→ **Objectif 1**:
Répondez aux questions suivantes d'après le texte sur Célestin.
(a) Par qui Célestin est-il gardé la plupart du temps ?
(b) Quelles activités du grand-père Célestin aime-t-il ?
(c) Qui Célestin corrige-t-il sèchement lorsqu'il pense qu'elle se trompe ?

Célestin est gardé la plupart du temps par ses grands-parents. A la maison, il est volontiers associé aux activités, surtout celles du grand-père, bricolage et jardinage, qu'il aime bien. Les grands-parents avouent cependant que Célestin n'en fait presque toujours qu'à sa tête. « Mais ce n'est pas notre rôle, de faire son éducation. Vous comprenez… » Disent-ils. On peut en effet leur concéder qu’ils n’ont pas le rôle principal, mais je crois qu'ils se trompent gravement s’ils renoncent à faire l’éducation de Célestin. Peuvent-ils en effet sans dommages traiter leur fille comme une enfant et, en même temps, octroyer à leur petit-fils les prérogatives d’un adulte ?

A la maison, avec tous les membres de sa famille, Célestin a le comportement typique de l'enfant demeuré au stade de l'égocentrisme : il se voit au centre du monde, il impose ses volontés, il pense que les autres n'existent que pour son service. Car nous en apprenons de belles :
- Il a des colères monstrueuses dès l'instant qu’on le contrarie un peu fermement, ou qu'il n'obtient pas ce qu'il veut, ou si on ne lui donne pas satisfaction assez vite. Un rien peut les déclencher, surtout avec sa maman qui finit toujours par lui céder. (En revanche, rien de cela à l'école, où cette façon de réagir ne lui vaudrait que des désagréments.)
- Quoi qu’on dise ou qu’on fasse, il finit toujours par désobéir, car c'est son désir qui prédomine, qui déclenche son intérêt ou sa répulsion pour les choses.
- Il sait tout, mieux que tout le monde. Il se permet ainsi de corriger sèchement sa maman lorsqu'il pense qu'elle se trompe, y compris en ma présence.

Enregistrements d'un jeu d'annotation par points:
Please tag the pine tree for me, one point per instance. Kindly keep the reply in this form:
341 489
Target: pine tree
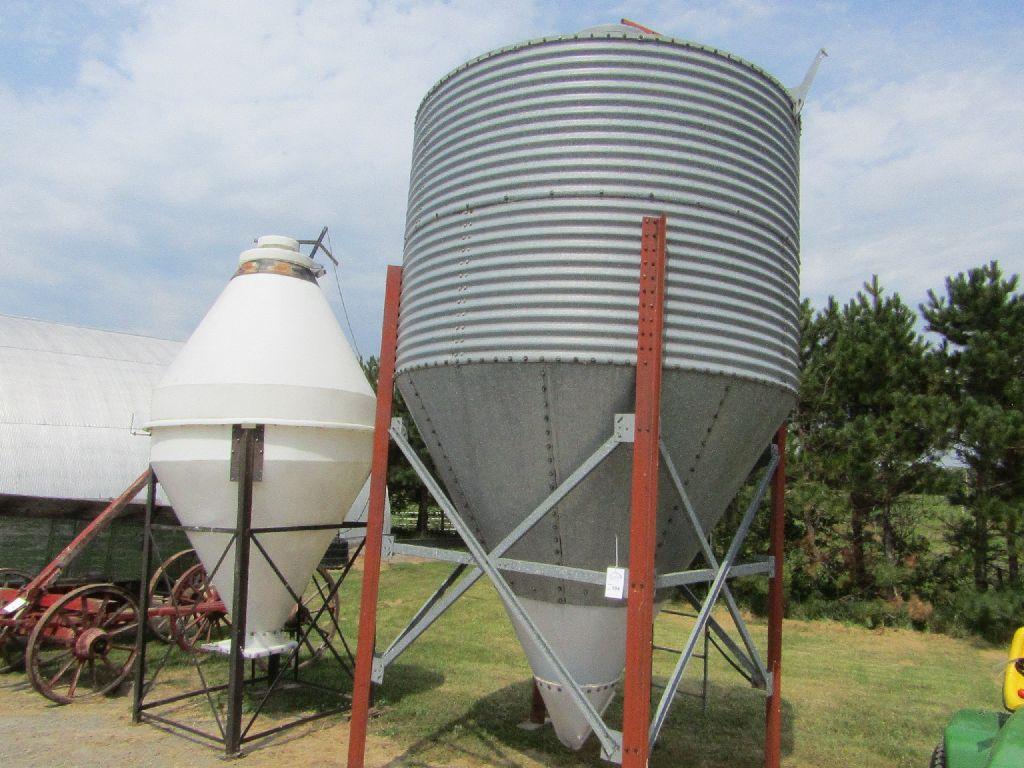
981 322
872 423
...
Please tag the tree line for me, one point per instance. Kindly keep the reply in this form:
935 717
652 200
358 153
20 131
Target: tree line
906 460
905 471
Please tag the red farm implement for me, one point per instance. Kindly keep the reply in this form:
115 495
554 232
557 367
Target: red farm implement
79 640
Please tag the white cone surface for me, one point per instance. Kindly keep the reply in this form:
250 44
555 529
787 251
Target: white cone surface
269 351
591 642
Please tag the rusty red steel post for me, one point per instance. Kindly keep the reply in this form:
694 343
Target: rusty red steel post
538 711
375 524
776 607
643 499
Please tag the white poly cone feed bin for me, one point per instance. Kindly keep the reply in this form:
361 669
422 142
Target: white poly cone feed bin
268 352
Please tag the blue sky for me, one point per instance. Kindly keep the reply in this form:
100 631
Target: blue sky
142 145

→ **Objectif 2**:
Extrayez toutes les lignes des enregistrements qui contiennent le mot « blue », en tenant compte de la casse.

→ **Résultat attendu 1**:
(a) Par ses grands-parents.
(b) Le bricolage et le jardinage.
(c) Sa maman.

→ **Résultat attendu 2**:
Please tag the blue sky for me, one point per instance. Kindly keep the reply in this form:
Target: blue sky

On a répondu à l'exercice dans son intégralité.